■ **Assignment 1**
In the article on protective equipment shortages for healthcare staff, how many ambulance workers does GMB report are currently self-isolating?
■ **Assignment 2**
Write the next few sentences of the article on protective equipment shortages for healthcare staff, picking up after its last sentence.

■ **Selected excerpt**
________________
The lack of coronavirus testing and personal protective equipment for frontline healthcare staff has been branded a “national scandal” as an increasing number of workers are having to self-isolate.
In a call to government this afternoon, trade union GMB highlighted that the lack of testing could potentially mean that thousands of key workers are having to stay at home unnecessarily when sorely needed.
It comes after the Royal College of Physicians revealed that one in four NHS doctors has been signed off from work due to illness or because they are self-isolating, as reported by The Guardian.
GMB national officer Rachel Harrison commented: “The lack of protective equipment for our frontline workers is nothing short of a national crisis and it’s going to bring services to the brink.
“We’ve got thousands of workers self-isolating. Some will have the virus after working without proper protective gear, others might just have a cold and could be at work but without testing there is no way to know – it’s creating a capacity issue and putting more people at risk.”
GMB has reported that there are currently over 4,100 ambulance workers across NHS Trusts throughout the country who are self-isolating after displaying symptoms of the virus.
The union has reported that some of its members who are ambulance workers say they have had no access to PPE – even while being sent to treat patients suspected of having contracted Covid-19.
Harrison added: “Out of date masks are being issued as standard, with stickers placed over expiry dates as if somehow that means the equipment is safe to use.
________________
■ **Data**
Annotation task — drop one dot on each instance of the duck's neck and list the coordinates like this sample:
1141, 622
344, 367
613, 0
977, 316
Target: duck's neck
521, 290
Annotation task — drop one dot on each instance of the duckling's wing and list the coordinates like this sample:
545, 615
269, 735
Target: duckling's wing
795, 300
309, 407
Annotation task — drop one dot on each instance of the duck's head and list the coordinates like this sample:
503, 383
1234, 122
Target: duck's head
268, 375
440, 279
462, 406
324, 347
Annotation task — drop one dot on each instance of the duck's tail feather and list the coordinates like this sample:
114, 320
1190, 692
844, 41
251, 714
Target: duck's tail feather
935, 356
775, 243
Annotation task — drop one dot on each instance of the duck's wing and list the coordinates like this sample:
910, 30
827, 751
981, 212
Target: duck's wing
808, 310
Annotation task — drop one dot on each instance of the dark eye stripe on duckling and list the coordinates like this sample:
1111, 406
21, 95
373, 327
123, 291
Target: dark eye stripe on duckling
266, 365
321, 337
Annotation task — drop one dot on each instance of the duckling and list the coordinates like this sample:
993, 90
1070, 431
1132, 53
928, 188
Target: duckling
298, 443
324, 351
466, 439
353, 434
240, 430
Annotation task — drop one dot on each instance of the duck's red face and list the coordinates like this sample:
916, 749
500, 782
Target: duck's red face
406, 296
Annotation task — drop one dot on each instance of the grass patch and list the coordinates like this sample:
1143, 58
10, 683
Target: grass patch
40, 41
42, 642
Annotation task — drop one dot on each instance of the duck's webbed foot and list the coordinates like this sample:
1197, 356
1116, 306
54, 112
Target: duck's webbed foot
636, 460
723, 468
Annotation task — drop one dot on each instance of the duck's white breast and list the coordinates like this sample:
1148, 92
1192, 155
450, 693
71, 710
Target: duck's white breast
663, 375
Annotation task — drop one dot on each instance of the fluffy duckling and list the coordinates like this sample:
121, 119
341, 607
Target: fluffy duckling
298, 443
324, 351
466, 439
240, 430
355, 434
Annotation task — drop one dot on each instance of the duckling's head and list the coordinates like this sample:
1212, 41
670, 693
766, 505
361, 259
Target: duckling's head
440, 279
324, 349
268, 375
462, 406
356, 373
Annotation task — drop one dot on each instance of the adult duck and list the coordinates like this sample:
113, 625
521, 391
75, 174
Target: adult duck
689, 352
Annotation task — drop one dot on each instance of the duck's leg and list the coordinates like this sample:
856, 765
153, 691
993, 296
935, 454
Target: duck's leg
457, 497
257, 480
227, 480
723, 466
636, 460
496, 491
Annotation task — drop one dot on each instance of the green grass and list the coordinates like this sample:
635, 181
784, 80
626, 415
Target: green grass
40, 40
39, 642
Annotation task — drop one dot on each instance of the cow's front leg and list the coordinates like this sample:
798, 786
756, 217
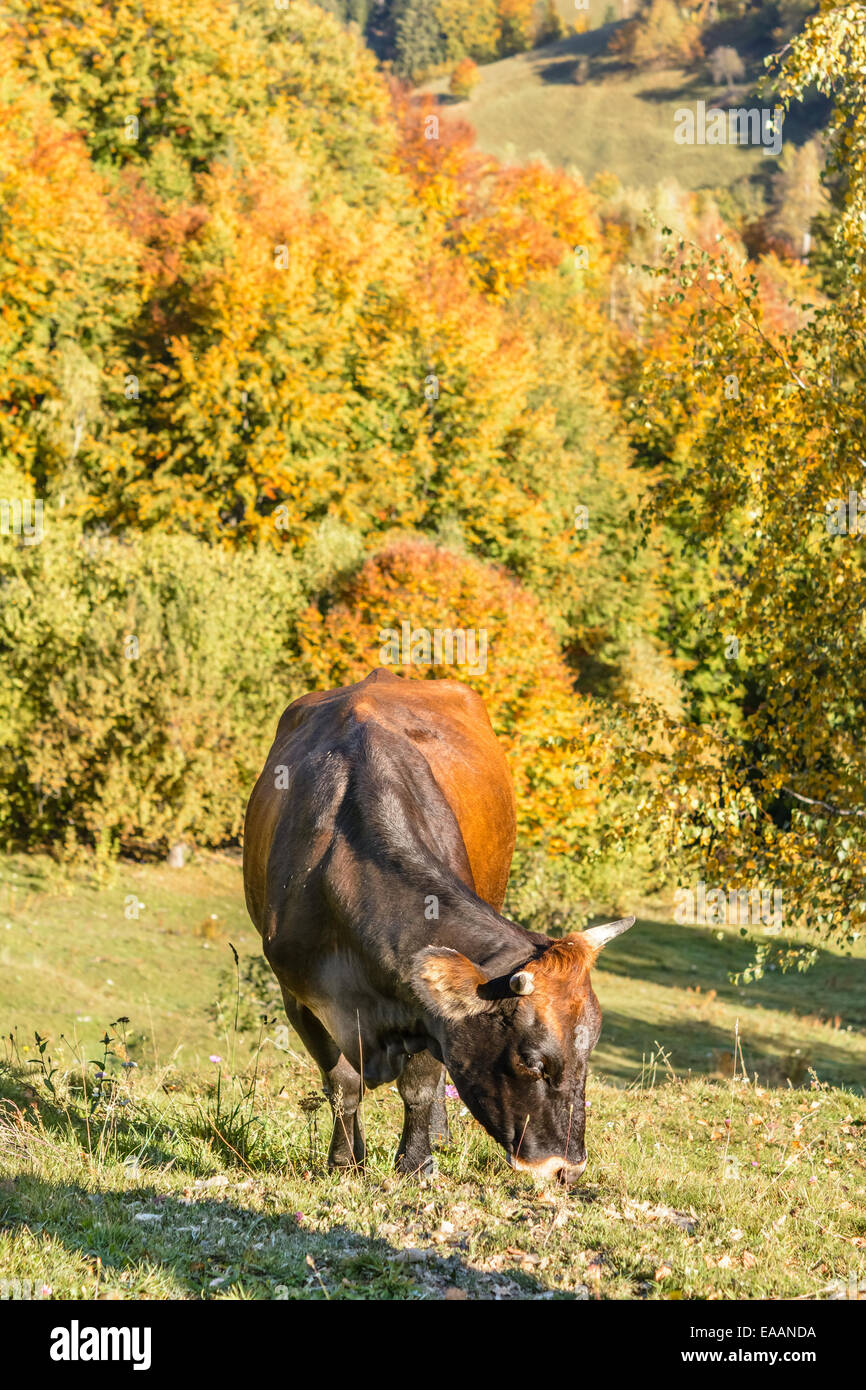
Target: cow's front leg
341, 1084
419, 1087
344, 1090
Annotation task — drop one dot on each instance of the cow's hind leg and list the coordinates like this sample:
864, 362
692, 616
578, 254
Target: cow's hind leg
439, 1132
341, 1084
419, 1084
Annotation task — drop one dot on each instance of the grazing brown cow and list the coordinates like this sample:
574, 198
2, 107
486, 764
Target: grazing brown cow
376, 858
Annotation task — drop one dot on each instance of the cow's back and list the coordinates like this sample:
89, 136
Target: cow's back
446, 723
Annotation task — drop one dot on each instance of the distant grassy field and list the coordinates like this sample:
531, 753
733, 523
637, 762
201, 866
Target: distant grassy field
617, 120
184, 1176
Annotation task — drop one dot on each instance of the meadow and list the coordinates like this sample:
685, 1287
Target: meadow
617, 121
150, 1148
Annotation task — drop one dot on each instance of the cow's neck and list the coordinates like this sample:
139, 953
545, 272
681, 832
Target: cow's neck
413, 900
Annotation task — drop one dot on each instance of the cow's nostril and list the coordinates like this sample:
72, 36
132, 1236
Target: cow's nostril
569, 1173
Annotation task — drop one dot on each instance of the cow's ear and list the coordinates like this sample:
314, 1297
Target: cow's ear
448, 983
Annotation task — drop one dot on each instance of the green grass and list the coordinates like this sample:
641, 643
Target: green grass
619, 120
185, 1178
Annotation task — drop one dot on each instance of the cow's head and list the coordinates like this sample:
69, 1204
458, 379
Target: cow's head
517, 1045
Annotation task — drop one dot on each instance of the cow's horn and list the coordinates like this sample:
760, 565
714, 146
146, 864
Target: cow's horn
599, 937
521, 982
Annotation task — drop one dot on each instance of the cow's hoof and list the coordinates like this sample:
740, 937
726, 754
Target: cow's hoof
346, 1165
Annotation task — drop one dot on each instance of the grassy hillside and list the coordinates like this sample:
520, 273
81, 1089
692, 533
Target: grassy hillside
75, 957
619, 120
199, 1171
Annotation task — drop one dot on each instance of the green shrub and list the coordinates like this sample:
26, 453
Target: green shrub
142, 683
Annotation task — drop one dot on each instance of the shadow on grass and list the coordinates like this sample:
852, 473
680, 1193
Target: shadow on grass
692, 959
205, 1247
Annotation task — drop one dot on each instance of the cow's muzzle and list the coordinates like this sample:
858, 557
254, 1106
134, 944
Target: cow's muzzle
548, 1168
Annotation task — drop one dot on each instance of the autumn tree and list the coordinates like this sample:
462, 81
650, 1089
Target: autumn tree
772, 487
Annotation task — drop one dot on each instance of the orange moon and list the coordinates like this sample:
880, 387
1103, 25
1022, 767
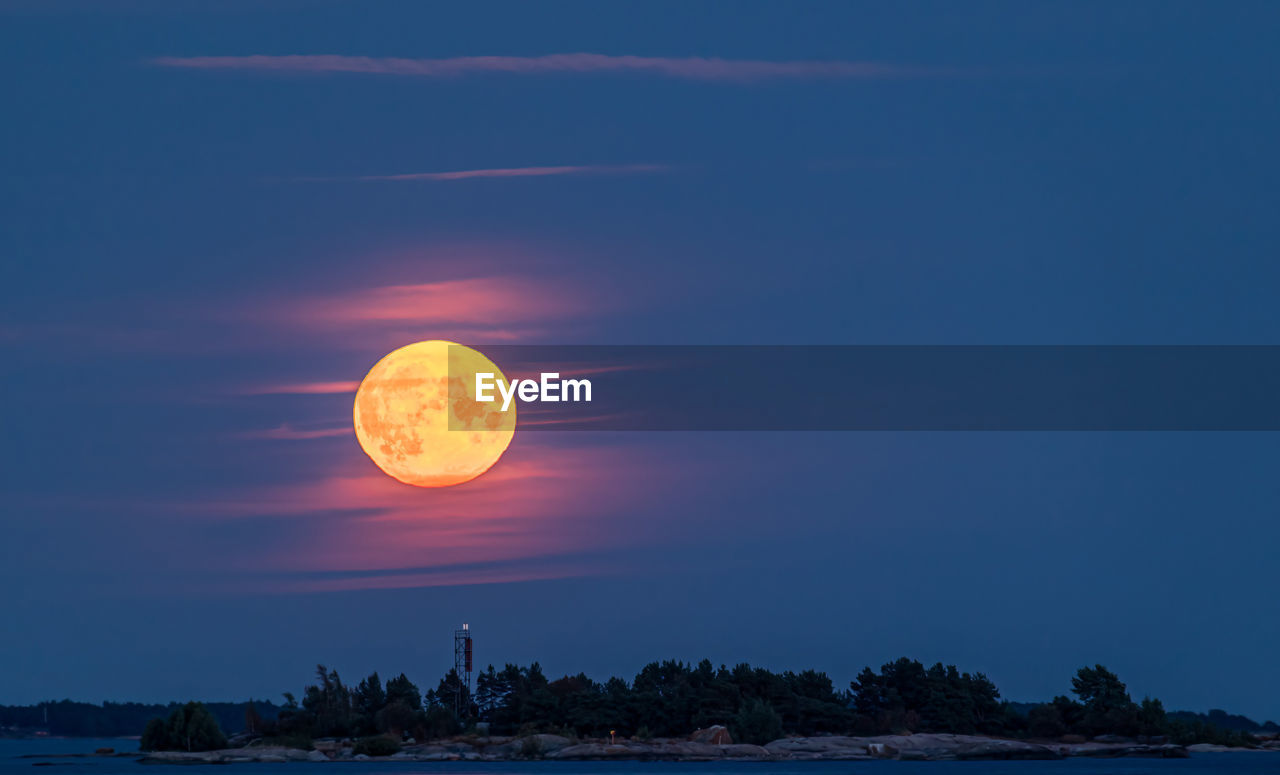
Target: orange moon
416, 415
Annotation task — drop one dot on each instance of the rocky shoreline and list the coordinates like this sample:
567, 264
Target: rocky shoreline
703, 747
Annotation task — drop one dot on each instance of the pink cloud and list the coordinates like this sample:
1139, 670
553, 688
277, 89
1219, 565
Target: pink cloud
357, 528
306, 388
488, 302
286, 432
696, 68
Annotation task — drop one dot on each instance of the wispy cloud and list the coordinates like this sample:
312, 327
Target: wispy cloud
695, 68
287, 432
304, 388
545, 511
483, 301
512, 172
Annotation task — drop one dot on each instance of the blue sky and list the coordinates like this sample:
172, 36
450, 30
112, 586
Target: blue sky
197, 237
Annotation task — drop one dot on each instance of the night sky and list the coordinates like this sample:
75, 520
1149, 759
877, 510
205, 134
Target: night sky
216, 217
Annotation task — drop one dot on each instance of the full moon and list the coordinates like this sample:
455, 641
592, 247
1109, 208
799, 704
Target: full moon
416, 415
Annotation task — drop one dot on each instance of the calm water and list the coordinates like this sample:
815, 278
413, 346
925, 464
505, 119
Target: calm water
12, 762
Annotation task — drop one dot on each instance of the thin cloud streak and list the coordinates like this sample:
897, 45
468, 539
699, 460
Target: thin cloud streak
306, 388
694, 68
287, 432
511, 172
________________
■ **Exercise result 1**
Over 4,100 ambulance workers across NHS Trusts throughout the country.

■ **Exercise result 2**
“Our members are trained in how to be safe, they know that they’re being put at risk but are worried too that lack of protection means they’re taking this virus home to their loved ones. That’s just plain wrong.
“The government need to act now to get PPE to the front line, and immediately start testing frontline staff as a priority. GMB is demanding PPE for all staff who need it and testing for all staff.”
On the number of doctors self-isolating, RCP head Andrew Goddard said: “This is really impacting a lot in emergency departments and London is in a much worse position than elsewhere at the moment, but it will come to other places. Birmingham is also struggling.”
Goddard went on to say that it’s unclear whether this pressure on the NHS would ease as testing of staff increased and isolation periods of those currently absent end.
A total of 19,522 cases of coronavirus have been recorded in the UK since the outbreak of the virus, but the true figure is estimated to be much higher. There have been 1,228 recorded deaths so far.